Mitsu came up for air at number 80. It was decreed that we would go to one hundred — a nice round number. It only meant ten more needles on each leg. What could be finer?
At long last, Mitsu completed her design. I was released and allowed to stand to admire myself in the mirror. It was rather delicate maneuvering, but I stood and gazed and was greatly pleased. Then I returned to the bed and Mitsu began removing the needles.
That’s when the blood starts.
And now we are in an entirely new category. A completely different reality. The place we are is the place in which the command “Masturbate with your own blood” is met with eager compliance.
Just incase you don’t recall how an erection works, let me remind you. Your dick gets hard when chambers in the penis are swollen with blood. If someone has poked a bunch of holes in the end of your cock, it might get a little messy if you find yourself aroused. And what better aid to arousal than asphyxiation and face/neck pressure points? It seems to work well for me.
My cock was a dancing fountain of blood.
The horrific smear of blood and come across my torso at the conclusion of this affair truly blew my mind. This experience has left what Flagg might call an “irrevocable boot print” on my mind. I’m holding back a few details, which truly threw me over the far horizon.
And cleaning up afterward was a bitch. There exists some variety of spray bandage. Mitsu hit me with it after I showered and was about to get dressed. That stuff burns like a motherfucker. It seals up your holes and you won’t be weeping blood on your way home, but it hurts real bad. Just when you thought you were done.
I sure am glad I had the whole day off to recover today. Here’s a shot of the aftermath:
Not so bad, really. Not on the outside.
On the inside, there’s all sorts of chaos and confusion. There was, anyway. That has settled substantially over the last few hours.
This is what I like to do.
End transmission.
Please push pins into my body
July 20, 2008
I’ve been meaning to post something about Chris Burden and I think now is the right time. If you click on his name in the Hall of Fame on the right, it takes you to a video in which he talks about his art in the early 1970s. That’s the period that got Chris Burden a lot of attention — that’s when he did what I would call his Body Works.

● **EXTRACTED DATA**
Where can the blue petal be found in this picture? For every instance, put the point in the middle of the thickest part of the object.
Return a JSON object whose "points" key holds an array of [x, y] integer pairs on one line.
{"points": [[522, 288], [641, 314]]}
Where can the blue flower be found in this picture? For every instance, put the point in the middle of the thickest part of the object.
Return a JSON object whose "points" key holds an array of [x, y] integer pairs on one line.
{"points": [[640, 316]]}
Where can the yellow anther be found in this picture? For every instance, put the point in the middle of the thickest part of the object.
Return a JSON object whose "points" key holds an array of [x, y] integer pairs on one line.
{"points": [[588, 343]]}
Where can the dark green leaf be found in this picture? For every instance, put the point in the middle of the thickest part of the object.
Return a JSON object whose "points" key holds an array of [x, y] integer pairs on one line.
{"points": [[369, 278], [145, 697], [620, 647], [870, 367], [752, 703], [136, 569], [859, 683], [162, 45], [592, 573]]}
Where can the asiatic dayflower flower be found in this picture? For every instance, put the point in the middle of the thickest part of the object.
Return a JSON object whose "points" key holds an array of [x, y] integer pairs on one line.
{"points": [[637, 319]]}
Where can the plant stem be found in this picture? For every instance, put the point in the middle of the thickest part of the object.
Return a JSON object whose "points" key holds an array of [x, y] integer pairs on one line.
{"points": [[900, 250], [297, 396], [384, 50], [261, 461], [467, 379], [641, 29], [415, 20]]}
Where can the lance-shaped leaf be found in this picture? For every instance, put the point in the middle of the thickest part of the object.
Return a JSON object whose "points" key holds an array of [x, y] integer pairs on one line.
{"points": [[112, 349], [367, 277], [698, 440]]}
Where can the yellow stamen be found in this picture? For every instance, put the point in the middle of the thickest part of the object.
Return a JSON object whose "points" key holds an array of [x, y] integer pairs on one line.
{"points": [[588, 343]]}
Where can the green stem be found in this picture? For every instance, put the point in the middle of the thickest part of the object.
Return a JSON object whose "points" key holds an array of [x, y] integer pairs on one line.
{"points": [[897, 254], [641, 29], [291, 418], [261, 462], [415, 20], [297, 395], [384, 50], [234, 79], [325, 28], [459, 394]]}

● **WORK TO DO**
[A] List every person the blog excerpt refers to by name.
[B] Write out the part of the blog excerpt starting at "At long last, Mitsu" and ending at "removing the needles.".

● **SOLUTIONS TO THE PROBLEMS**
[A]
Mitsu
Flagg
Chris Burden

[B]
At long last, Mitsu completed her design. I was released and allowed to stand to admire myself in the mirror. It was rather delicate maneuvering, but I stood and gazed and was greatly pleased. Then I returned to the bed and Mitsu began removing the needles.